§ WORK TO BE COMPLETED: Scan the records for the line containing "Given the photograph below"; extract it and all later lines, verbatim, through the end, and nothing before it.

§ DATA PROVIDED:
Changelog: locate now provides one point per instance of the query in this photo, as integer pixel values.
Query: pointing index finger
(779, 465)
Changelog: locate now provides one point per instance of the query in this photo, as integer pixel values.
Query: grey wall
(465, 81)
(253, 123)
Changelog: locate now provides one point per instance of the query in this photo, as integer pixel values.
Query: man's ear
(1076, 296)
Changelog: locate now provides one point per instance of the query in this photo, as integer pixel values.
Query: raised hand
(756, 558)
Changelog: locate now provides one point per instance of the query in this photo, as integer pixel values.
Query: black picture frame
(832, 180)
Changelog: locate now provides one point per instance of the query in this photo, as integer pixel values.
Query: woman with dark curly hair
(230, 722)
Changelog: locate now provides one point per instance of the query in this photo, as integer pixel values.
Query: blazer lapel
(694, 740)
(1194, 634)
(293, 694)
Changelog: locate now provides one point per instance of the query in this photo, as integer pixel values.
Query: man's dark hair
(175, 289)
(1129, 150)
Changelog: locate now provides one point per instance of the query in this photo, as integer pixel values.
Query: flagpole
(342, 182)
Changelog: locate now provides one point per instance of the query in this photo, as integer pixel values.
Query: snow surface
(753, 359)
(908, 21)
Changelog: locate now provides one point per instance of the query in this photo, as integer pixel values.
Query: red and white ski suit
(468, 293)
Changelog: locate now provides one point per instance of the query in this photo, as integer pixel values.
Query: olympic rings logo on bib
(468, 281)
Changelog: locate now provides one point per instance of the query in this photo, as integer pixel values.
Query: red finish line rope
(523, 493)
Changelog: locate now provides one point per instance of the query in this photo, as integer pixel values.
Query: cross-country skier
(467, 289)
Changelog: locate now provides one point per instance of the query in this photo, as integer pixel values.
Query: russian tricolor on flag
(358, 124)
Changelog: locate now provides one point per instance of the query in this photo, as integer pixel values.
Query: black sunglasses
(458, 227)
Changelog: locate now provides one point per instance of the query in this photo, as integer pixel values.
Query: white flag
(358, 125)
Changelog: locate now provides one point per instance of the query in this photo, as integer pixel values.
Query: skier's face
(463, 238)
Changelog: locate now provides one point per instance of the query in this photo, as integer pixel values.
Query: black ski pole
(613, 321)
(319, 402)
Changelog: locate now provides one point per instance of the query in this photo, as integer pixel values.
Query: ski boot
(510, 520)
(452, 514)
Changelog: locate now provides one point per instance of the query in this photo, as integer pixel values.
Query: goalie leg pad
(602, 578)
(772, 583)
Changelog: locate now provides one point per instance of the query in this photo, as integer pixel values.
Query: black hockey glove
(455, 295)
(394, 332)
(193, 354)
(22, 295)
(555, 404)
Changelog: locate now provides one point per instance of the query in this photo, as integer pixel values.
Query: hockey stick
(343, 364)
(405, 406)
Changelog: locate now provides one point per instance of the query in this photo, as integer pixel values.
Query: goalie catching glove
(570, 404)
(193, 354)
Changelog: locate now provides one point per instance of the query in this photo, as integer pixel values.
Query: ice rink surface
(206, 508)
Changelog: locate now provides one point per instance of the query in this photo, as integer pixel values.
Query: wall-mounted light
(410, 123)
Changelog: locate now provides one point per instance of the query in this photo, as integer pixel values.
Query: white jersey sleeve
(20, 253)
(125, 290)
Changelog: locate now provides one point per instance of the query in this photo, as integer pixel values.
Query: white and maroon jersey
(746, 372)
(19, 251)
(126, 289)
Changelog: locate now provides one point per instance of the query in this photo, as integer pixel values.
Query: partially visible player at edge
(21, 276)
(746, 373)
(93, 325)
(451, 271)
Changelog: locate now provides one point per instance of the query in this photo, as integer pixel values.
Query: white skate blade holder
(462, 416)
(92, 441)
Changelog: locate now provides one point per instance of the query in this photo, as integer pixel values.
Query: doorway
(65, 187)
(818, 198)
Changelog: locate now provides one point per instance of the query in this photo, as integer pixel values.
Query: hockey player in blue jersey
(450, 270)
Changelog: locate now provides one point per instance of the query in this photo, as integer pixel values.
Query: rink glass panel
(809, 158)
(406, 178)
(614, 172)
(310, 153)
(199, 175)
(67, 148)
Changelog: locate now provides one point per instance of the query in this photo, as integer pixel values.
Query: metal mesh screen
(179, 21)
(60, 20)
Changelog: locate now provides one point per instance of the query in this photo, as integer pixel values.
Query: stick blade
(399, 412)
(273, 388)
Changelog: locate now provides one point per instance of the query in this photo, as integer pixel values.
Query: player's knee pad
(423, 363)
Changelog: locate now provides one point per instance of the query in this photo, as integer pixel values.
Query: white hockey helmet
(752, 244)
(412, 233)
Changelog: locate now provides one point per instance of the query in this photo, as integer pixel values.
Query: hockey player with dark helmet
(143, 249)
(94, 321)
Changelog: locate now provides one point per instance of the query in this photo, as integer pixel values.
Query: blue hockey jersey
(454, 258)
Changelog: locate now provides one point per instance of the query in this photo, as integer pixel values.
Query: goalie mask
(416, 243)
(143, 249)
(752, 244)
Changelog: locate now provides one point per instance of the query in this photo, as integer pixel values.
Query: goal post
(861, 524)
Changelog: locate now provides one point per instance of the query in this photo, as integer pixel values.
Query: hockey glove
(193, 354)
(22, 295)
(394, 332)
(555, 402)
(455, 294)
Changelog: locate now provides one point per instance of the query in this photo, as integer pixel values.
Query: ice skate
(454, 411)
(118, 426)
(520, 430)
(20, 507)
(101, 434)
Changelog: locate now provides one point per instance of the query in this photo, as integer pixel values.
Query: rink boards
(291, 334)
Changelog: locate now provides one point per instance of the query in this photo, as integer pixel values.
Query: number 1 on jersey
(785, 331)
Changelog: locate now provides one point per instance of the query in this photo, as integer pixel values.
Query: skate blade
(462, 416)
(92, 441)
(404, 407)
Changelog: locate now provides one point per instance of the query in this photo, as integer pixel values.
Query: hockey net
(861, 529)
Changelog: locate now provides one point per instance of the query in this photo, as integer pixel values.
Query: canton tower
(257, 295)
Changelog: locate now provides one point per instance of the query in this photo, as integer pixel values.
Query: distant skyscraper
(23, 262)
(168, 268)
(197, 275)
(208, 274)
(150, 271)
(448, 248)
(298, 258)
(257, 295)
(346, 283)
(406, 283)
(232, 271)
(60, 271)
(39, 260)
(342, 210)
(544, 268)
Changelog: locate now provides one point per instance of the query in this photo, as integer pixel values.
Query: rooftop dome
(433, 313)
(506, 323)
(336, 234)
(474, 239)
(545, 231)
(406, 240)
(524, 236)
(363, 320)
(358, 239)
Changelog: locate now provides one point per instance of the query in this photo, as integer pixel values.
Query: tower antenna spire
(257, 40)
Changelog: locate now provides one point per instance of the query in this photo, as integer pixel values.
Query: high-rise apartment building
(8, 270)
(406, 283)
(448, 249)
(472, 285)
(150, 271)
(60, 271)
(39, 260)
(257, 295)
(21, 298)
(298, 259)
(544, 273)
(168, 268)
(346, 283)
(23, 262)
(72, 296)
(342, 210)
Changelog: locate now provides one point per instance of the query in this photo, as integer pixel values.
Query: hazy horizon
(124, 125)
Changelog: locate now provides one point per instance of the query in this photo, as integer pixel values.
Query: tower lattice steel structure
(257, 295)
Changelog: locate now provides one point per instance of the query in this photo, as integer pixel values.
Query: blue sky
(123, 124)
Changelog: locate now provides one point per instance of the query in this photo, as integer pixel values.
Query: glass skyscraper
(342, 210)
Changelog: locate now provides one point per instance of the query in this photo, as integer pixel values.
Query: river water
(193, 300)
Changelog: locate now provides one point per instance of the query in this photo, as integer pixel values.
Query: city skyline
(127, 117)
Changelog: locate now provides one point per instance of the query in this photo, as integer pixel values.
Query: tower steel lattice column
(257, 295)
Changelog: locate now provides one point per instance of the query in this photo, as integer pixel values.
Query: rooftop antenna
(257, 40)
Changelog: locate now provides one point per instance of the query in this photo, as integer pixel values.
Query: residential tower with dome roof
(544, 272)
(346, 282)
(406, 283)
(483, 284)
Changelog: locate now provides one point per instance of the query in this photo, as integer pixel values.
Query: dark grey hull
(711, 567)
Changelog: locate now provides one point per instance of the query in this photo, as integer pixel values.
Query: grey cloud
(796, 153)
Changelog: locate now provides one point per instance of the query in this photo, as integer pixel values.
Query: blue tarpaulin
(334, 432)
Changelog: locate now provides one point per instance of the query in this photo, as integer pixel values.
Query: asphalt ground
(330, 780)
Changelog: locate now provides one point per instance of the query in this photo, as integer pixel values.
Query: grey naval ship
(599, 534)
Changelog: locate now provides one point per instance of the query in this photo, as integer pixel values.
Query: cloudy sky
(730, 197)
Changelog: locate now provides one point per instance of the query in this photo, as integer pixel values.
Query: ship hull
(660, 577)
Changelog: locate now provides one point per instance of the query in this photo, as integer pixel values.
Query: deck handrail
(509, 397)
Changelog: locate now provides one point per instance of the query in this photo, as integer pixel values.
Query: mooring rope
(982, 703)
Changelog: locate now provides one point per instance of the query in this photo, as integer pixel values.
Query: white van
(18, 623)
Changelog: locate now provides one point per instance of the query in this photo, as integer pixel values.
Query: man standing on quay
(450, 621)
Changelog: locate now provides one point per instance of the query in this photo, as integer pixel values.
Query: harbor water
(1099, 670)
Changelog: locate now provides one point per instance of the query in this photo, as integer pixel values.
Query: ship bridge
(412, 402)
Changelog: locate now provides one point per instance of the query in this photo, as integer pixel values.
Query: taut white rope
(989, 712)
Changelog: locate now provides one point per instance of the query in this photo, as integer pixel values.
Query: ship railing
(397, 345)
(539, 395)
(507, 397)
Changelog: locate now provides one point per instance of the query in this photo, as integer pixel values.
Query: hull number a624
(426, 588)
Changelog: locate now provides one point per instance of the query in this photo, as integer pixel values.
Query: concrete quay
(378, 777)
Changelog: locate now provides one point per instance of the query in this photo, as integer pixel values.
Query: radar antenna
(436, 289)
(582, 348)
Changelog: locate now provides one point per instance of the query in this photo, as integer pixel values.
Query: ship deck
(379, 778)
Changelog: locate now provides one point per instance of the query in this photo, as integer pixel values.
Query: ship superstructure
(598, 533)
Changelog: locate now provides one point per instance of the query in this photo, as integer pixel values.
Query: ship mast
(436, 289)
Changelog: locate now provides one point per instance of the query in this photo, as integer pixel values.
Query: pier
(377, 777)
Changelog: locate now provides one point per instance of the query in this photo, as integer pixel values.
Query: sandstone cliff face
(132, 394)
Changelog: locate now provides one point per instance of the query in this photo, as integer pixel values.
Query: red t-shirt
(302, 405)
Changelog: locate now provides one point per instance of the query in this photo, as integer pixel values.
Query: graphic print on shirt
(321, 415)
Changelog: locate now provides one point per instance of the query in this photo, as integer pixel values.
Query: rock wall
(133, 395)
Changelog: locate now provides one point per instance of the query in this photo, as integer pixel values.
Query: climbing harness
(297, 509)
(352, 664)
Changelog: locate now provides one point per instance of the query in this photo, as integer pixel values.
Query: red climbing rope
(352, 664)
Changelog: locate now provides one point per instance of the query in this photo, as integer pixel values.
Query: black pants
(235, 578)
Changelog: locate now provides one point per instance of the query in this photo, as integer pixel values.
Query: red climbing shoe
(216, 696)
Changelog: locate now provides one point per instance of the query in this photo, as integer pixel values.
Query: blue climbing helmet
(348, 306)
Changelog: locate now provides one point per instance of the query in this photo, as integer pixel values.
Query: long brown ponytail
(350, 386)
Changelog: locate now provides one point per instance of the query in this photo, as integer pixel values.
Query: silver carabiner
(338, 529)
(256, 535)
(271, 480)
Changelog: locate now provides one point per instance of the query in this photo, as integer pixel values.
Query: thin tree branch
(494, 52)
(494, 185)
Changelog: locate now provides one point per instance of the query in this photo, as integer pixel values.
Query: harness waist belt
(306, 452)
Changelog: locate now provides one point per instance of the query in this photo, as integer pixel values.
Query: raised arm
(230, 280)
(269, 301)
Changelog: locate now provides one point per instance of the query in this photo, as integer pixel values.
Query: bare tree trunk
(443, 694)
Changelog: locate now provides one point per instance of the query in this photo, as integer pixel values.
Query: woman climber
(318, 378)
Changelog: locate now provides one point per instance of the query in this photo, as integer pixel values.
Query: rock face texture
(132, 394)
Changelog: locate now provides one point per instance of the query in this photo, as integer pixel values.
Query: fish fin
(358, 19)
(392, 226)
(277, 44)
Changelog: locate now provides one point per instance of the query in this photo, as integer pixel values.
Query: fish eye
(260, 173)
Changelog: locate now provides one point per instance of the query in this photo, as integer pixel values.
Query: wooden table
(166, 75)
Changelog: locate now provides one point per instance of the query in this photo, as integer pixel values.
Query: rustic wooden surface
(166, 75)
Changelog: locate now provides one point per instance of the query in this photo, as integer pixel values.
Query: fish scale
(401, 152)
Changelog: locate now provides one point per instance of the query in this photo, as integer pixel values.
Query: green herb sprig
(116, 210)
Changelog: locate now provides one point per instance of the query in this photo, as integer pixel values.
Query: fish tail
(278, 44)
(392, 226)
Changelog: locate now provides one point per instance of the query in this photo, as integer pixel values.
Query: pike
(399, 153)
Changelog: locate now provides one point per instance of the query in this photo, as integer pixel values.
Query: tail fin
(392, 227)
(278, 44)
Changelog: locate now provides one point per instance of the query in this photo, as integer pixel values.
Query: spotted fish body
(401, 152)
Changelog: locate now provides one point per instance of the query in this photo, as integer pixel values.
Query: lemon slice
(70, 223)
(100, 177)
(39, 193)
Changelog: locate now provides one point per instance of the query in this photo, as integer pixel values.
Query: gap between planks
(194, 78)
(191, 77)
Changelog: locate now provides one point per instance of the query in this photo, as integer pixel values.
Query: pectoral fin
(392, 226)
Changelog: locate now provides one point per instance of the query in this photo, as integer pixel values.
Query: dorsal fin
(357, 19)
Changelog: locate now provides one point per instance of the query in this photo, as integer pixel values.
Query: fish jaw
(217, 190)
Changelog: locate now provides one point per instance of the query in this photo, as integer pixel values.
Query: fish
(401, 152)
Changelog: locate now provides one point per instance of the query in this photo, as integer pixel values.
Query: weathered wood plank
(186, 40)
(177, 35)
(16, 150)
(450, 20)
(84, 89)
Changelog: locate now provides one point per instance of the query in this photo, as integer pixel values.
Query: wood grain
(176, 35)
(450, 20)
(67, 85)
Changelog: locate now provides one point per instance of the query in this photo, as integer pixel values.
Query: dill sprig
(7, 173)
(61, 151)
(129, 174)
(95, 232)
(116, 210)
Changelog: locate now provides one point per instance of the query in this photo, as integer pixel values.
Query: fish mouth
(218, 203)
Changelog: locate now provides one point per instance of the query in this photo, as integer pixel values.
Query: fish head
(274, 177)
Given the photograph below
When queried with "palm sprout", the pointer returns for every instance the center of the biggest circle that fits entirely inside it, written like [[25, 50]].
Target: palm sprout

§ REPLY:
Given the photograph below
When queried with "palm sprout", the pointer returns for every instance the center of the biggest circle that fits entirely inside it, written like [[25, 50]].
Target: palm sprout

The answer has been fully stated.